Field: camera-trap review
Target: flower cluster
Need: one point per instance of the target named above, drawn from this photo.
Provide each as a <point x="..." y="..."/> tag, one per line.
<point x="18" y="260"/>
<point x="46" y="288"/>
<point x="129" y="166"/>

───

What you need to do. The expected output is the run of lines from the one holding "Target: flower cluster" to the last line of the entries above, each reproduced character for character.

Written answer.
Target: flower cluster
Need: one point per instance of the target named above, drawn from this photo.
Provide each as a <point x="..." y="..."/> tag, one per line.
<point x="18" y="260"/>
<point x="46" y="288"/>
<point x="129" y="166"/>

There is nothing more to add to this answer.